Records from a data source:
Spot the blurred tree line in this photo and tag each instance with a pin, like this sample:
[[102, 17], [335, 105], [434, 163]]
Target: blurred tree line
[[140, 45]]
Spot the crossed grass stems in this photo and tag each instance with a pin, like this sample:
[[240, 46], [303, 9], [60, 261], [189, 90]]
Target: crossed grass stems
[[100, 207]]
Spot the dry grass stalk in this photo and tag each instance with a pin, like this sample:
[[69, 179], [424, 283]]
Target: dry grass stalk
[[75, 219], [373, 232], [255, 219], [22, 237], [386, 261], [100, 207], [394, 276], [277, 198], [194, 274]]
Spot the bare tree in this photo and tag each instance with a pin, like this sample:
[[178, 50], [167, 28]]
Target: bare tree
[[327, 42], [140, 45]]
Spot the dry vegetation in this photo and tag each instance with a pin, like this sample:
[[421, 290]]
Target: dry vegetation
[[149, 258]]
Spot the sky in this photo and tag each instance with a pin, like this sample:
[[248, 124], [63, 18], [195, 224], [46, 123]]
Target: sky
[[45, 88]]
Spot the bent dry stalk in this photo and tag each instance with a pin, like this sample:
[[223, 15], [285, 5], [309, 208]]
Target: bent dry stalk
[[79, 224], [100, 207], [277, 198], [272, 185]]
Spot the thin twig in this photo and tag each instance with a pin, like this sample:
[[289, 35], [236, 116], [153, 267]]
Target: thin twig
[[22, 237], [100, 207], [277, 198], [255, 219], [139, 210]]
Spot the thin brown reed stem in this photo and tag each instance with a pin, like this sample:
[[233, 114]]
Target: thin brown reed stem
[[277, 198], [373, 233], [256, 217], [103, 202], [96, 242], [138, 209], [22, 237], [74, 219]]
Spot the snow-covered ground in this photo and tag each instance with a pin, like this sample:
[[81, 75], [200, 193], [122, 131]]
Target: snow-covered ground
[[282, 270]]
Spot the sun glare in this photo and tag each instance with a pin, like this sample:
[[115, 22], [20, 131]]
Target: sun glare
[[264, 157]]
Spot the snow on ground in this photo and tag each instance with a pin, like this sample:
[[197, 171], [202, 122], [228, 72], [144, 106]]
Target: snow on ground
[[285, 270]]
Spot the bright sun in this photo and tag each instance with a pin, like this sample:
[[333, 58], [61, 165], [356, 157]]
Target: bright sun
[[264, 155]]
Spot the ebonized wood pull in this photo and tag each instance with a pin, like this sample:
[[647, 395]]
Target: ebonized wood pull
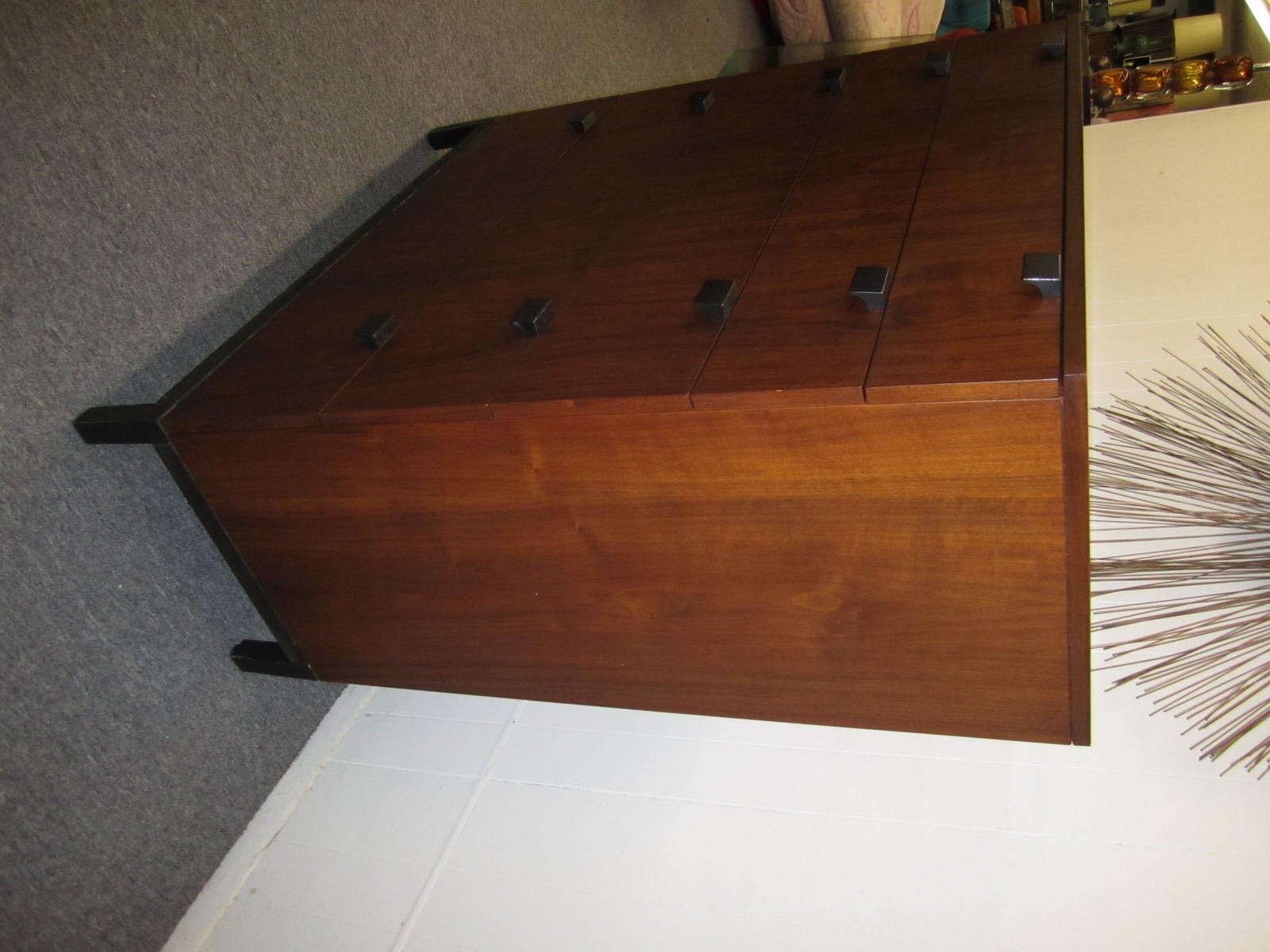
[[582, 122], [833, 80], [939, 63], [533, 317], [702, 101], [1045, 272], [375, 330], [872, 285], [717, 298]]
* * *
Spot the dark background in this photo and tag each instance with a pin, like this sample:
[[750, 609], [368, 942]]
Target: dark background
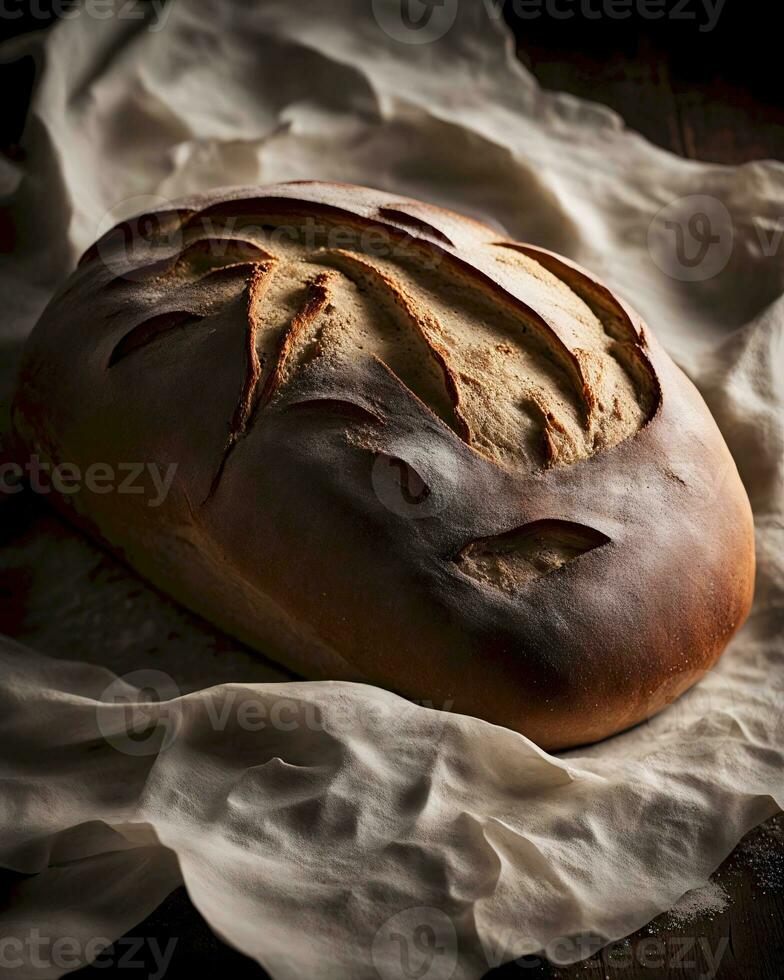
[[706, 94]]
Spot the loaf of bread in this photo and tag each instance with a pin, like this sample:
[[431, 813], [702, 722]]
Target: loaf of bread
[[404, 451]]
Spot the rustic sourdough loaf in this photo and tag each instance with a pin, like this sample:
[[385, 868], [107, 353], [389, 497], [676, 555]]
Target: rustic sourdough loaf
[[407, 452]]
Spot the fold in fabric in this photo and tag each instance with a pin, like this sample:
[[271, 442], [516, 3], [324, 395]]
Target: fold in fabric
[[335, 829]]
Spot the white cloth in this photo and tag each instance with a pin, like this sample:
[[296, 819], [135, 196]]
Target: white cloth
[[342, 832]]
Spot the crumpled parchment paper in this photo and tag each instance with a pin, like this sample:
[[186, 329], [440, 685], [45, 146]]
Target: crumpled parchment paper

▸ THE TASK
Reproduce the material from the line with "Spot the bare" up to and including the line with "[[149, 258]]", switching "pin" to "marker" and leaving everything else unchanged.

▸ TASK SOLUTION
Spot the bare tree in this photo and tag each instance with a marker, like this sample:
[[178, 50], [167, 28]]
Target: bare tree
[[327, 42], [140, 45]]
Spot the dry vegetation in this photo and tag each instance with a marker, like this sample:
[[421, 290]]
Target: dry vegetation
[[149, 258]]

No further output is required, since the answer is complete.